> **Aim**: Count the lines in the entries below that contain the string "cluster", matching case exactly. Reply with the number only.

> **Records**:
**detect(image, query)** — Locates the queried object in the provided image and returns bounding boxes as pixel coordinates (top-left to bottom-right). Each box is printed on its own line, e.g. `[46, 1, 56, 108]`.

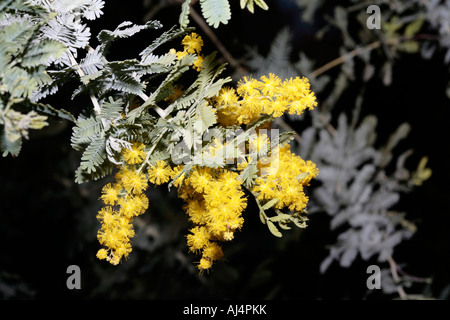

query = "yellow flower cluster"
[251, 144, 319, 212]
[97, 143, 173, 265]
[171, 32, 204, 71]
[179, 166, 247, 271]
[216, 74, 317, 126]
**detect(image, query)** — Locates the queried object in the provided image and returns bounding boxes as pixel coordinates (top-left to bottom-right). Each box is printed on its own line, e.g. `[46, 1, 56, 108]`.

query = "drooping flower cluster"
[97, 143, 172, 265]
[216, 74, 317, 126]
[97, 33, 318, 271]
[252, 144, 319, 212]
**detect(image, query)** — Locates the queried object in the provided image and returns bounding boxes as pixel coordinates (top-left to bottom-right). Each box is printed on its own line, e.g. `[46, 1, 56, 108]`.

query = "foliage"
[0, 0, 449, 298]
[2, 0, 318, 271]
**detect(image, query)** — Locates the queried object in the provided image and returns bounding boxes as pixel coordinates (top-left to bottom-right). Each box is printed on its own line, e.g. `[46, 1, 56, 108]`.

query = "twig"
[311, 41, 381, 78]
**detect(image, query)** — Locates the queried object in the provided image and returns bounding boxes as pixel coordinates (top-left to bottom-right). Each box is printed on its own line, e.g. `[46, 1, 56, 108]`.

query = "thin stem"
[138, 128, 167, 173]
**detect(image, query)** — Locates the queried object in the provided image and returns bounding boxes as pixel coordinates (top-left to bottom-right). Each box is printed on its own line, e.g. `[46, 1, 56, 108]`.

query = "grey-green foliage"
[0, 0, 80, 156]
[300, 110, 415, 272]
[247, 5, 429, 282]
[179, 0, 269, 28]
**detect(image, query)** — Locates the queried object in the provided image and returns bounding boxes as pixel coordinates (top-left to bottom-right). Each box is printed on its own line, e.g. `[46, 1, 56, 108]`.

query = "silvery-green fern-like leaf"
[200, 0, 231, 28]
==
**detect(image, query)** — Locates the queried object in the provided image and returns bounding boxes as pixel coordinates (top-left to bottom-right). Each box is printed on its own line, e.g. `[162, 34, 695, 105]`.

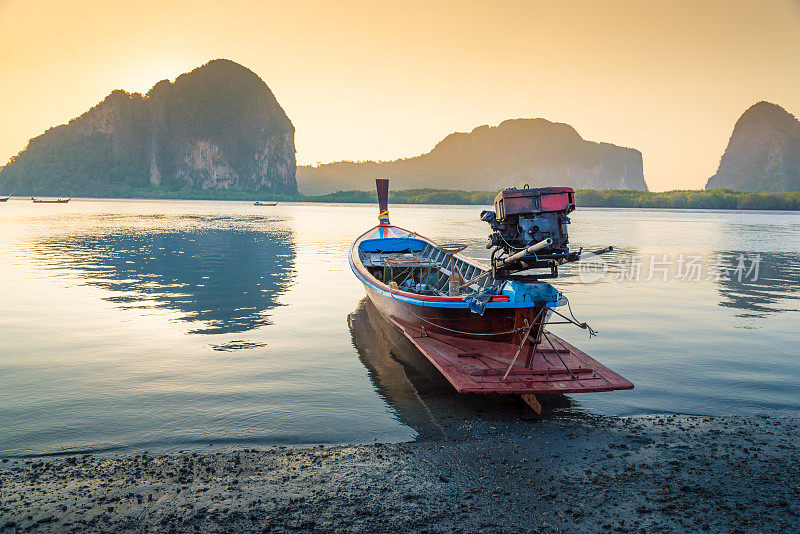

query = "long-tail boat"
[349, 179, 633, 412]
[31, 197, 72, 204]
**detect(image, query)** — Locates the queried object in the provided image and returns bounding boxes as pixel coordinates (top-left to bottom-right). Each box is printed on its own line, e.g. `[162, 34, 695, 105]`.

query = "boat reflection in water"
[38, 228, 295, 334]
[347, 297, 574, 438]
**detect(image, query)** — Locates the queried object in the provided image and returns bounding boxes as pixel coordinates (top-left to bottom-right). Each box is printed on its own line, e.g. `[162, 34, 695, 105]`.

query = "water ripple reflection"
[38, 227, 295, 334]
==
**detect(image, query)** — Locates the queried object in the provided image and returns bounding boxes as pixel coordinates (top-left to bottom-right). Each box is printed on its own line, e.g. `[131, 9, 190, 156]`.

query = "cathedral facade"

> **Answer to this problem**: 2